(continuação de 42- Operação “Pato 7212”, primeiro dia)
No segundo dia, antes das horas de maior calor, andámos apenas meia dúzia de quilómetros.
Seguimos um pouco para sul, sem deixar qualquer indicação que o nosso verdadeiro trajecto era para oeste.
Ficámos perto de uma linha de água onde se tomou um banho refrescante.
A noite, passamo-la sem sobressaltos de maior, mas na companhia de um ou mais leões e dos seus longos rugidos. O chão até tremia.
O terceiro dia, foi bem diferente. Saímos folgados, mal começou a clarear. Progredimos, o máximo que nos foi possível, uns bons quilómetros em direcção à margem esquerda do rio Cuango.
Lembro-me que contrariei o plano da operação, optando pela margem esquerda, hoje não sei os verdadeiros motivos, mas naquela época, penso ter entendido que era a melhor estratégia.
Durante o percurso, tivemos o cuidado de vermos atentamente por onde íamos e de procurar vestígios. O que encontrávamos era antigo e irrelevante. As lavras estavam abandonadas, os trilhos não eram usados e a ausência de população era uma realidade.
Mesmo assim, estávamos perto, de uma, das conhecidas e consentidas zonas de acantonamento da UNITA, entre o Munhango e o Cassai.
Felizmente, apenas constatámos e colhemos os louros do trabalho desenvolvido, em meados de 1972, pela operação Rojão IH e pela intervenção do Agrupamento de Comandos, Raio (companhias 31, 33 e 37).
(a seguir - Operação “Pato 7212”, quarto e quinto dia)
(continuação de 41- Os preparativos da operação "Pato 7212")
No primeiro dia, começámos por chegar ao local da largada, por volta das seis horas.

- [Dados]:

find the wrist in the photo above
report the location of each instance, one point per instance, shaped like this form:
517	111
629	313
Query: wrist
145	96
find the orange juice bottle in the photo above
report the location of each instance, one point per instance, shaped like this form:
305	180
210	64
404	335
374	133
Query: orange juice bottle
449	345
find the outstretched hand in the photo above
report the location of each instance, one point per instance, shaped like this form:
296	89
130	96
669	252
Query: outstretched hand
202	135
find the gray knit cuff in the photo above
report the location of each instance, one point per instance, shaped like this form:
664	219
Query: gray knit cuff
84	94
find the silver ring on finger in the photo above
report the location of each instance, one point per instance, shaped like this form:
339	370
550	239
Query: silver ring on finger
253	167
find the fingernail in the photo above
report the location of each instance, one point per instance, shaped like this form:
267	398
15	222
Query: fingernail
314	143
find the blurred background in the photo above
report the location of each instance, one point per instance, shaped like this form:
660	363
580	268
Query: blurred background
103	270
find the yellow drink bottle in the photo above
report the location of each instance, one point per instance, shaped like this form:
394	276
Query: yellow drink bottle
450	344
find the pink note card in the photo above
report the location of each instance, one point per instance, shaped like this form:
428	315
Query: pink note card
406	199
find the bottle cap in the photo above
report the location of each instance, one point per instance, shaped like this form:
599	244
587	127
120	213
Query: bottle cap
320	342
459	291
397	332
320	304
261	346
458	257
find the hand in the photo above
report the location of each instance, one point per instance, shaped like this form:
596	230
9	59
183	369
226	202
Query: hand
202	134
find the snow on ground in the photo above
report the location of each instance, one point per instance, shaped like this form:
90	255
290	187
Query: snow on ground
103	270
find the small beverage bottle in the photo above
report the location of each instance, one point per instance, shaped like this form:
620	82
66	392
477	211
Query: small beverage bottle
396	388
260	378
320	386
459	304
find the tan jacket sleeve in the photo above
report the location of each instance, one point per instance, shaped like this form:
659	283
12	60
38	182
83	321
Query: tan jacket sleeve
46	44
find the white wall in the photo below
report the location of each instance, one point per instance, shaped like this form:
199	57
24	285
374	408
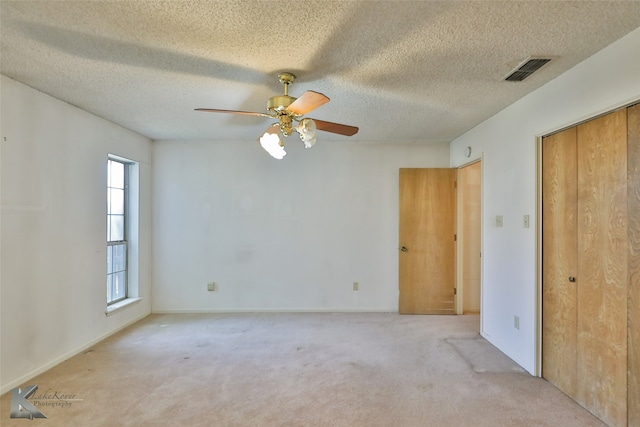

- [Tarefas a realizar]:
• 1. Reproduza o trecho do excerto que começa em "O terceiro dia, foi" e acaba em "a melhor estratégia.".
• 2. Responda, com base no excerto, às seguintes perguntas:
(a) A que horas chegaram ao local da largada no primeiro dia?
(b) Que animais fizeram companhia ao grupo durante a noite do segundo dia?
(c) Em direcção a que margem do rio Cuango progrediram no terceiro dia?
• 3. Enumere os números de todas as companhias do Agrupamento de Comandos referidas no excerto.

- [Resolução dos problemas]:
• 1.
O terceiro dia, foi bem diferente. Saímos folgados, mal começou a clarear. Progredimos, o máximo que nos foi possível, uns bons quilómetros em direcção à margem esquerda do rio Cuango.
Lembro-me que contrariei o plano da operação, optando pela margem esquerda, hoje não sei os verdadeiros motivos, mas naquela época, penso ter entendido que era a melhor estratégia.

• 2.
(a) Por volta das seis horas.
(b) Um ou mais leões.
(c) A margem esquerda.

• 3. 31, 33 e 37.